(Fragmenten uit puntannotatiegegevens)
------------------------
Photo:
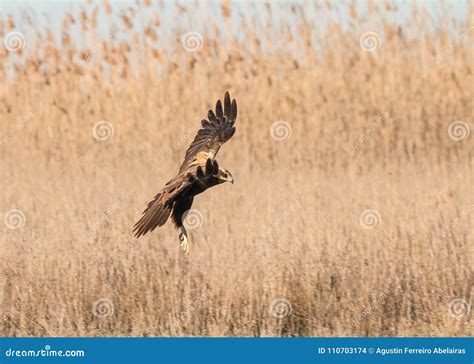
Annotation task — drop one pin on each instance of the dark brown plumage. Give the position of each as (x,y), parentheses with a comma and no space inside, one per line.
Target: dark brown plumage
(198,172)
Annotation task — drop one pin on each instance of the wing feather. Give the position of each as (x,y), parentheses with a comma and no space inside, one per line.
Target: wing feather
(215,131)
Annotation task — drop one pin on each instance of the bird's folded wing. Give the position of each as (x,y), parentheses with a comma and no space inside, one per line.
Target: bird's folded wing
(216,130)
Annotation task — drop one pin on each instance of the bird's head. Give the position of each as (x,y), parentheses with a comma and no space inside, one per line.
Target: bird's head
(223,175)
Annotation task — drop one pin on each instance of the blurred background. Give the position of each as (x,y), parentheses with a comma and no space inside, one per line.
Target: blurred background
(353,205)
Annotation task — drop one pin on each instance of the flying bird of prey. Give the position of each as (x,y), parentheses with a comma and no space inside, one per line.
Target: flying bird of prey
(198,172)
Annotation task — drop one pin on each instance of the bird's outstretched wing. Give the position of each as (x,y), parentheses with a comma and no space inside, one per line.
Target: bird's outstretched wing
(216,130)
(159,209)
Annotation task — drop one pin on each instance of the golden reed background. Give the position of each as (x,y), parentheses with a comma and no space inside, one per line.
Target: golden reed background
(288,250)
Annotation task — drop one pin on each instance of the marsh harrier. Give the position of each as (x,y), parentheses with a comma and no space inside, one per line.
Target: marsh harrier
------------------------
Neem het gedeelte van de records dat begint bij de regel met "of the golden" en doorloopt tot het einde van de records letterlijk over.

Annotation task — drop one pin on each instance of the golden reed background. Give the position of each as (x,y), parentheses with a comma and no space inside, one per line.
Target: golden reed background
(288,250)
Annotation task — drop one pin on each instance of the marsh harrier. Give the position of each as (x,y), parentheses with a comma and no space inside, one per line.
Target: marsh harrier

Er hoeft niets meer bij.